### Opdrachten
(a) Vat de tekst over Richard Bremer en Waterschap Rivierenland samen in twee zinnen.
(b) Breid de tekst over Richard Bremer en Waterschap Rivierenland uit met een vervolg dat direct aansluit op de laatste zin.

### Leestekst

Witold Kepinski - 27 november 2023

Richard Bremer, CIO Waterschap Rivierenland: 'Moderne uitdagingen vragen om centrale sturing'

Twaalf afdelingen, zestig teams en veel 'integraal management'. De IT-organisatie bij het Waterschap Rivierenland was bij uitstek 'decentraal autonoom' en dat moest anders. “Om onze kwetsbaarheid te verlagen, onze weerbaarheid te vergroten en meer rendement te halen uit data, hebben we één centrale afdeling Informatie & Digitalisering opgezet”, vertelt CIO Richard Bremer over de belangrijkste verandering die al in 2018 plaatsvond onder zijn leiding. “Inmiddels zijn we toe aan een volgende optimalisatieslag.”

Richard Bremer, CIO Waterschap Rivierenland: 'Moderne uitdagingen vragen om centrale sturing' image

Richard Bremer is van huis uit Geodetisch/Landmeetkundig Ingenieur, werkte bij IT-consultancybureau CMG als materiedeskundige en kwam via interim managementprojecten terecht in de wereld van de Nederlandse waterschappen. “Ik vond en vind dat mooie organisaties, met een groot maatschappelijk belang”, vertelt hij. “Ze werken aan belangrijke vraagstukken, waar zeker in deze tijd van klimaatverandering iedere Nederlander mee te maken heeft. Zoals droge voeten bij veel en hoog water, en juist het vasthouden van water bij droge periodes.”

### Verzameld materiaal
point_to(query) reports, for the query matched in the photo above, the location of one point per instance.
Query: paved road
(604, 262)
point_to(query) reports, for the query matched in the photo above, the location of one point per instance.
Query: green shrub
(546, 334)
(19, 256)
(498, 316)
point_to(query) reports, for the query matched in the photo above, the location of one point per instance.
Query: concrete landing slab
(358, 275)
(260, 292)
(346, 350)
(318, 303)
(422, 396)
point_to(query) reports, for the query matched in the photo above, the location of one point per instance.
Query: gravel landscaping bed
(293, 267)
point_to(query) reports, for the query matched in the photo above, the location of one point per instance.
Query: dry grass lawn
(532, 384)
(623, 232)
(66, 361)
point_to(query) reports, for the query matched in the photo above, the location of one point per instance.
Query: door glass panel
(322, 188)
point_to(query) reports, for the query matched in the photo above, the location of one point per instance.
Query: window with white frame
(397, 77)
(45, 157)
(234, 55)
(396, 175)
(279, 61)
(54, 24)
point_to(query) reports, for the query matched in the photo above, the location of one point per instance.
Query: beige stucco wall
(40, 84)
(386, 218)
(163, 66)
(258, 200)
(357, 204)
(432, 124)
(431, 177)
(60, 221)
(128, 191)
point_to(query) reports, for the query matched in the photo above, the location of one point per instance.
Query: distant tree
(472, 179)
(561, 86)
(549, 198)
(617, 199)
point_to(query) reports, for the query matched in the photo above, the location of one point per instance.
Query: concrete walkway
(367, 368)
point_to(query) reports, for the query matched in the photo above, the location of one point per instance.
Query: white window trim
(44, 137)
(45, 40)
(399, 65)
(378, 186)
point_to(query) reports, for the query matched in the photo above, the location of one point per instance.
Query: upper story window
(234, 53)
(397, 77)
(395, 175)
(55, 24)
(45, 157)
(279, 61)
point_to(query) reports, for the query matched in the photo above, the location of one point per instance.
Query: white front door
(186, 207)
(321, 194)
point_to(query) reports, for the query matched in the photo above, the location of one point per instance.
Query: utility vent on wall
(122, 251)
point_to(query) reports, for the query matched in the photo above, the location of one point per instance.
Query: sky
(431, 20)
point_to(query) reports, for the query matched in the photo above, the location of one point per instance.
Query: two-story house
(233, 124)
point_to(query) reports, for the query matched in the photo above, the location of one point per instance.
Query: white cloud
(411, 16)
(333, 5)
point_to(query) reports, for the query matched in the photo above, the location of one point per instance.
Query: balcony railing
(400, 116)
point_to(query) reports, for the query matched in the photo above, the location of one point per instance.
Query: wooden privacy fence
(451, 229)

---

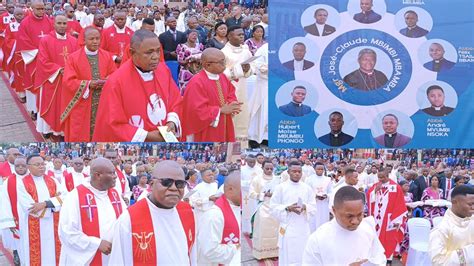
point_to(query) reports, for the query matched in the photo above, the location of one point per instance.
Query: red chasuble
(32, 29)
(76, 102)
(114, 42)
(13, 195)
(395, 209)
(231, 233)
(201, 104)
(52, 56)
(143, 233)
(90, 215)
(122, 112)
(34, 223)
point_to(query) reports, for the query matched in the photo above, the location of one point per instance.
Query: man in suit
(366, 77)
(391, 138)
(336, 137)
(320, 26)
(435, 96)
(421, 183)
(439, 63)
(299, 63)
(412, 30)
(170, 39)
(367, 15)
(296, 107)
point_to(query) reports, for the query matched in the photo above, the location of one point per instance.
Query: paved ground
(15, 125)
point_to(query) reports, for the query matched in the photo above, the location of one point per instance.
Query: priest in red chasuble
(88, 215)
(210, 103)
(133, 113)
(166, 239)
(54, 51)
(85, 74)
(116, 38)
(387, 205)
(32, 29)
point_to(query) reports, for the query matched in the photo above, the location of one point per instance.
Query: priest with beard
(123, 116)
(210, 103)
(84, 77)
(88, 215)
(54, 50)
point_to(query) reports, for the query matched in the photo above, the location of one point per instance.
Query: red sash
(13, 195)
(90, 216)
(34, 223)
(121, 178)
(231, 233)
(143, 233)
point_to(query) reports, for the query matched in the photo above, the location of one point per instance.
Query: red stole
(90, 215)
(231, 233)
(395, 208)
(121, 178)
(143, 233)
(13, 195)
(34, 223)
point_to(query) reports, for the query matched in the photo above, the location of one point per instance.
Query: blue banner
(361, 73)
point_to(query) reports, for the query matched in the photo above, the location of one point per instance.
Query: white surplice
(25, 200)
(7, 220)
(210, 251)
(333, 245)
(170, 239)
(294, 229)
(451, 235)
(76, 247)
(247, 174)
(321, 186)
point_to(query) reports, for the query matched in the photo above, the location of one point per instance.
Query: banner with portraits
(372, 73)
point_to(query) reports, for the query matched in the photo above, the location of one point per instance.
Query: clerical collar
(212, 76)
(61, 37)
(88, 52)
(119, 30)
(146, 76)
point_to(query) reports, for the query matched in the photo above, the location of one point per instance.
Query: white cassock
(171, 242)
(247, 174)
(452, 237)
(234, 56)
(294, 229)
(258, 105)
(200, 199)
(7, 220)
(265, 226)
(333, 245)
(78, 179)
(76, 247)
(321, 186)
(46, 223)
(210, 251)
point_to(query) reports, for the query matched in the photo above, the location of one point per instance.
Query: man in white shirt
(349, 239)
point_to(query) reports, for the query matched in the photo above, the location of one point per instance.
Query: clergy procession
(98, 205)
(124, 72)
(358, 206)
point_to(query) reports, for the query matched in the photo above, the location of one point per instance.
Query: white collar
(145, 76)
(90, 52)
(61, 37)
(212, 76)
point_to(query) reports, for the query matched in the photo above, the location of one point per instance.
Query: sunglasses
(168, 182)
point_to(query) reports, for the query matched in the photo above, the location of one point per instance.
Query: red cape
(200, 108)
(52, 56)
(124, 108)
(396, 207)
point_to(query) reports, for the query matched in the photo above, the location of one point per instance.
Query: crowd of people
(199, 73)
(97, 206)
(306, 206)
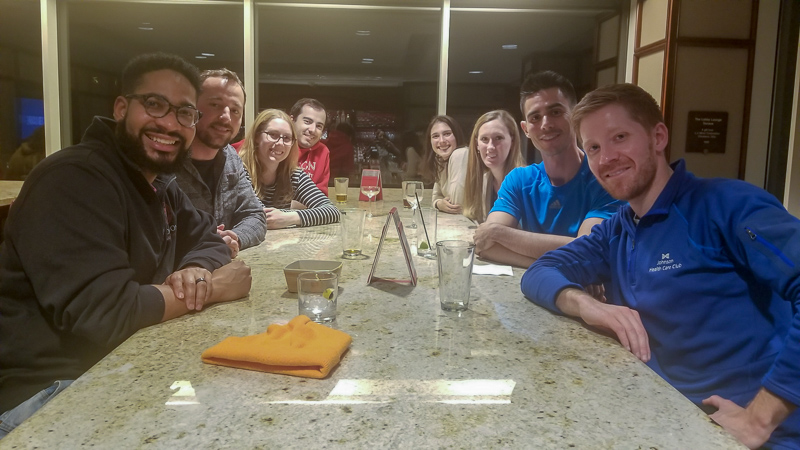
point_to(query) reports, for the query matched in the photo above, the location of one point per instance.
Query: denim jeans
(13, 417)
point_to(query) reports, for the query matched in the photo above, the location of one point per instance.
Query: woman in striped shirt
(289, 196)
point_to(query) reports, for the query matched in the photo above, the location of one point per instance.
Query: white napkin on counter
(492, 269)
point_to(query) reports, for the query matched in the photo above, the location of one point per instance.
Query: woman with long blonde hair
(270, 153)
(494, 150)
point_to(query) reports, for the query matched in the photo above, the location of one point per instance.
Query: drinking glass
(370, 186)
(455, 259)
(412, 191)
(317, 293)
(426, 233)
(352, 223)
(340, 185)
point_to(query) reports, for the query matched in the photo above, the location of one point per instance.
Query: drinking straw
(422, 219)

...

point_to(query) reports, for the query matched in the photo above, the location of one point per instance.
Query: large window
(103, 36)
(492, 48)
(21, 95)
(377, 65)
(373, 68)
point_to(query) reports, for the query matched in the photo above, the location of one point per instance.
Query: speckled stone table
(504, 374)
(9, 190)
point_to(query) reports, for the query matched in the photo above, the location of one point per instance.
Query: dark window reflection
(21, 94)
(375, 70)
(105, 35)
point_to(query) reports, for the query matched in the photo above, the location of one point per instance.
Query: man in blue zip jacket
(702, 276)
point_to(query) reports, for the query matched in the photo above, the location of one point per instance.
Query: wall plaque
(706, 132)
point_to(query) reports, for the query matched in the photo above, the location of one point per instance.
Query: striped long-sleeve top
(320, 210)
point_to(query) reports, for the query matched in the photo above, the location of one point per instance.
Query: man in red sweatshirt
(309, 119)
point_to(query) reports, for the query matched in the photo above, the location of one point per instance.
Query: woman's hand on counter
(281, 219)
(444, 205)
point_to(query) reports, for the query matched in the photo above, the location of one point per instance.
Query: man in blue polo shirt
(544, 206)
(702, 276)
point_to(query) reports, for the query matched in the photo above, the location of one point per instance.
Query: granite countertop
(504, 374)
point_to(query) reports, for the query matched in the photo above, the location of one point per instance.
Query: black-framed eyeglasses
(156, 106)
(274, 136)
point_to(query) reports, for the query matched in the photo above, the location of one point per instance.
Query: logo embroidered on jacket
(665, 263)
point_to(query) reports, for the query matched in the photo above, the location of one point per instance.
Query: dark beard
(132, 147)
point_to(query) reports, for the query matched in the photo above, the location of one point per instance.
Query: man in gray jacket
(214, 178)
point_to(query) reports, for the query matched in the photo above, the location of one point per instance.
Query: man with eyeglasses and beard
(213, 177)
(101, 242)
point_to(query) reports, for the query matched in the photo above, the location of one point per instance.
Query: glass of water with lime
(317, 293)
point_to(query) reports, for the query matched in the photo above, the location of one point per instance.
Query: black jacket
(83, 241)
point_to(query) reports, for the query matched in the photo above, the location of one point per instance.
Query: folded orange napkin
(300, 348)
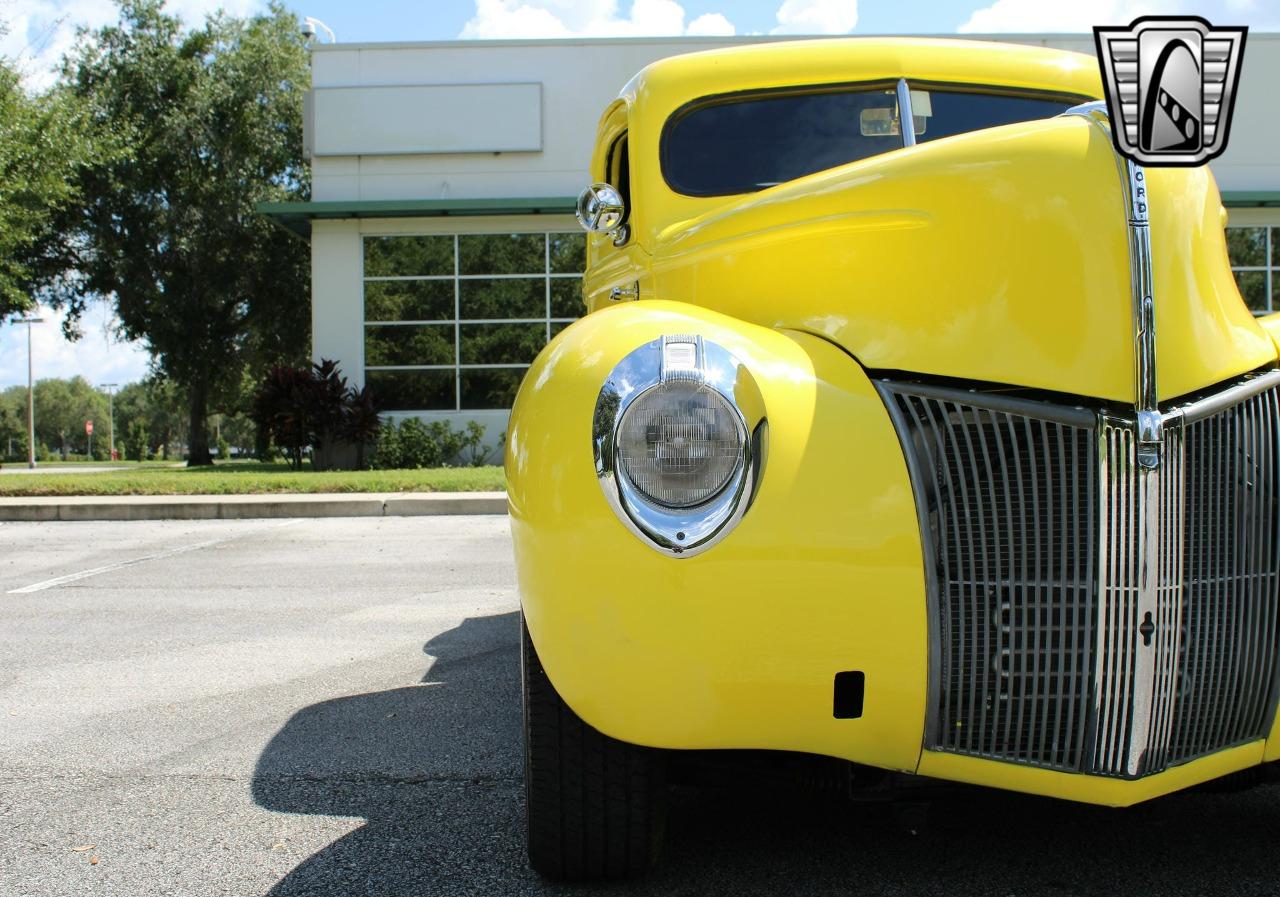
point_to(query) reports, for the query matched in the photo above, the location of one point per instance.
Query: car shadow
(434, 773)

### Antwoorden
(a) Bij Waterschap Rivierenland was de IT-organisatie sterk decentraal ingericht, waarna onder leiding van CIO Richard Bremer in 2018 één centrale afdeling Informatie & Digitalisering is opgezet om de kwetsbaarheid te verlagen, de weerbaarheid te vergroten en meer rendement uit data te halen. Bremer is van huis uit Geodetisch/Landmeetkundig Ingenieur en kwam via CMG en interim managementprojecten bij de waterschappen terecht, die hij mooie organisaties met een groot maatschappelijk belang vindt.

(b)
In juli 2015 trad Bremer in vaste dienst bij het Waterschap Rivierenland, dat zorgt voor gezuiverd afvalwater en met sterke dijken beschermt tegen wateroverlast in het gebied tussen de Rijn in het noorden en de Maas in het zuiden, en dat zich uitstrekt van de Drechtsteden in Zuid-Holland tot aan de Duitse grens, voorbij Nijmegen. Eerst als Strategisch Adviseur en Programmamanager, later als CIO en (daarmee) leider van de digitale transformatie bij het waterschap. 

“Onze waterschapsorganisatie bestaat van oudsher uit twaalf afdelingen en zestig teams, met integraal management daartussen. Al het noodzakelijke om onze IT draaiende te houden en optimaal gebruik te maken van (nieuwe) technologieën, gebeurde op decentraal niveau, dus op het niveau van die zestig teams. De medewerkers, de financiën en ook softwareondersteuning: alles was 'versnipperd'.”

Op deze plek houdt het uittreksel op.